[Items from a dataset]
****************************************
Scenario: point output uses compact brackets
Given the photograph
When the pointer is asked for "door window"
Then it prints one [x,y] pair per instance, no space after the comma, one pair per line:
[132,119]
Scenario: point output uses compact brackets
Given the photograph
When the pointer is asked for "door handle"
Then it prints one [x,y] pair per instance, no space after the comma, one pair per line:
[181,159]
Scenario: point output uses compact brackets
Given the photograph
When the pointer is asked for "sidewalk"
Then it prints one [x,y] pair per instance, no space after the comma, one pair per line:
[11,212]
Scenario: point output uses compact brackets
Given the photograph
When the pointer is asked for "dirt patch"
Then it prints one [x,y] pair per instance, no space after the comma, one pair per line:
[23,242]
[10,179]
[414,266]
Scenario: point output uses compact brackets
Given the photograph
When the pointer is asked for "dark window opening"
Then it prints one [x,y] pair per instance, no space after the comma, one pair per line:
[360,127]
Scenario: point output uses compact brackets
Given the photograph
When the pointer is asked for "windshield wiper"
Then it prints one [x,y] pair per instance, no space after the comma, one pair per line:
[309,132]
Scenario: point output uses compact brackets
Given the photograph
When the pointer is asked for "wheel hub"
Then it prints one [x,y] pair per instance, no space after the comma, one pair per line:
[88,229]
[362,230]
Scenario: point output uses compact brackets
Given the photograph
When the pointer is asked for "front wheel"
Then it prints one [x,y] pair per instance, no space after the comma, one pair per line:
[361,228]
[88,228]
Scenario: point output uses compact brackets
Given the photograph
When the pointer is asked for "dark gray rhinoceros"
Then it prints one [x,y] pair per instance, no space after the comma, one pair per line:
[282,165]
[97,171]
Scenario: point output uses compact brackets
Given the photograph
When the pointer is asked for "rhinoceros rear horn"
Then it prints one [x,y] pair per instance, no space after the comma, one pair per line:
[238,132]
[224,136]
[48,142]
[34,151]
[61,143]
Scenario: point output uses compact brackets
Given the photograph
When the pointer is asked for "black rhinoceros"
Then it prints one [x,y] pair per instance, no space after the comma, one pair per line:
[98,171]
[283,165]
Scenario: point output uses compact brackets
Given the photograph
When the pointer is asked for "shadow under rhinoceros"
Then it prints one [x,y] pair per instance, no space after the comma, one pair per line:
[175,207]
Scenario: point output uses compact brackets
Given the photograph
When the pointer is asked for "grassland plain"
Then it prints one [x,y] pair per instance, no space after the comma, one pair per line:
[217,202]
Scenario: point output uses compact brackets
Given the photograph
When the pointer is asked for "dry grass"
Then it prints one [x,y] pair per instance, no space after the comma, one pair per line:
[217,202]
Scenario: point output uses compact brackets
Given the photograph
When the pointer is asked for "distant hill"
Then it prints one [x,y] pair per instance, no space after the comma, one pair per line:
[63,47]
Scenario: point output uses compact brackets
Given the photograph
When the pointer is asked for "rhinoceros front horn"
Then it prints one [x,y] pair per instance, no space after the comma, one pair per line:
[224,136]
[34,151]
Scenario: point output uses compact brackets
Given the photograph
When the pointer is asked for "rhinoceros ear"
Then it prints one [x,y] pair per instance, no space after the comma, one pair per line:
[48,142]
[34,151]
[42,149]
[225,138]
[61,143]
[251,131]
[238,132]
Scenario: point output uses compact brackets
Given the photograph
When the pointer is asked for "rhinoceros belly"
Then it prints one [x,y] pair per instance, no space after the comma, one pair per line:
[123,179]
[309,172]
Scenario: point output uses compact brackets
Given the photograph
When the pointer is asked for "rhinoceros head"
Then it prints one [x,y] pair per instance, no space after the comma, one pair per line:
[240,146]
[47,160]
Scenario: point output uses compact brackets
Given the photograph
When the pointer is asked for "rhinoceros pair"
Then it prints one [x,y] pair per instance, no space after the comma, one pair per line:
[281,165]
****************************************
Task description = Give the data again, exactly as it stands.

Solution for this exercise =
Scenario: point output uses compact brackets
Given the photograph
When the pointer is asked for "door window"
Then it prints one [x,y] pair per instance, no space after the comma, one pair per line:
[132,119]
Scenario: point output uses compact brackets
Given the photograph
When the pointer is asked for "door handle"
Then it prints one [x,y] pair per instance, no space after the comma, one pair per line:
[181,159]
Scenario: point output uses compact brackets
Given the photograph
When the pointer is asked for "sidewalk"
Then it prints one [x,y] pair per instance, no space after the comma, one pair per line:
[11,212]
Scenario: point output uses compact brackets
Given the photograph
When the pointer is asked for "dirt patch"
Then it prints one [x,y] pair per instance, no space after the comma, one pair per line:
[23,242]
[10,179]
[414,266]
Scenario: point output uses compact brackets
Given the photograph
When the pointer is asked for "dark window opening"
Then it prints one [x,y] pair per instance, no space after the comma, one pair per line:
[360,127]
Scenario: point output uses compact brackets
Given the photograph
When the pointer is asked for "windshield wiper"
Then it prints one [x,y] pair per instance, no space after the comma, one pair per line:
[309,132]
Scenario: point output uses compact brackets
Given the photograph
When the pointer is asked for "wheel hub"
Then it prints one [x,y] pair per instance, no space after the comma, one pair per line:
[88,229]
[362,230]
Scenario: point output uses compact brackets
Given the photograph
When the pointer is asked for "front wheel"
Then it prints one [x,y] pair per instance, no space after the comma, one pair per line:
[361,228]
[88,228]
Scenario: point output uses compact brackets
Given the photograph
When the pointer is asked for "dark gray rhinoceros"
Then it prints one [x,y] pair per instance, no space after the comma, one pair per line:
[282,165]
[97,171]
Scenario: point output uses compact brackets
Given the photograph
When the pointer is asked for "rhinoceros rear horn"
Then it prints one [x,y] pair per instance, no space after the comma, one pair per line:
[238,132]
[224,136]
[48,142]
[34,151]
[61,143]
Scenario: point output uses compact brackets
Given the photograph
When the pointer is asked for "black rhinoceros"
Then it prints one [x,y] pair per instance, no space after the comma, one pair per line:
[98,171]
[283,165]
Scenario: point output uses compact brackets
Given the photograph
When the pointer is asked for "shadow under rhinoceros"
Then it prints one [x,y] pair per instance, no space after the comma, one pair per line:
[175,207]
Scenario: point output uses compact brackets
Given the photograph
When the pointer is asked for "grassland plain"
Then it prints one [x,y] pair per instance, no space after the comma, one pair per line:
[217,202]
Scenario: point output uses compact brackets
Given the photograph
When the pointer is asked for "dry grass"
Then it prints one [x,y] pair per instance, no space after the comma, one pair per line:
[217,202]
Scenario: point output uses compact brackets
Given the photograph
When the pointer is asked for "distant hill"
Then it prints one [x,y] pair per instance, no space after the comma, one pair per line:
[63,47]
Scenario: point output uses compact brackets
Given the photograph
When the pointer is asked for "rhinoceros front horn"
Then it prints one [x,y] pair per instance, no space after the comma, one pair per line:
[224,136]
[34,151]
Scenario: point output uses compact brackets
Given the photograph
When the pointer is asked for "rhinoceros ear"
Then it prints one [x,y] pair per instance, no space after the comma, one pair per line:
[48,142]
[34,151]
[42,149]
[225,138]
[61,143]
[251,131]
[238,132]
Scenario: point output uses compact brackets
Given the photograph
When the pointer is asked for "rhinoceros belly"
Then it prints one [x,y] pair per instance, no space after the comma, one pair per line:
[123,179]
[309,172]
Scenario: point output uses compact brackets
Given the photograph
When the pointer is asked for "rhinoceros head"
Then it prints one [x,y] pair per instance, no space after the comma, one pair per line:
[240,146]
[47,160]
Scenario: point output uses compact brackets
Given the photograph
When the pointer is asked for "rhinoceros pair"
Then it prints one [x,y] pair per instance, no space after the comma, one pair per line:
[281,165]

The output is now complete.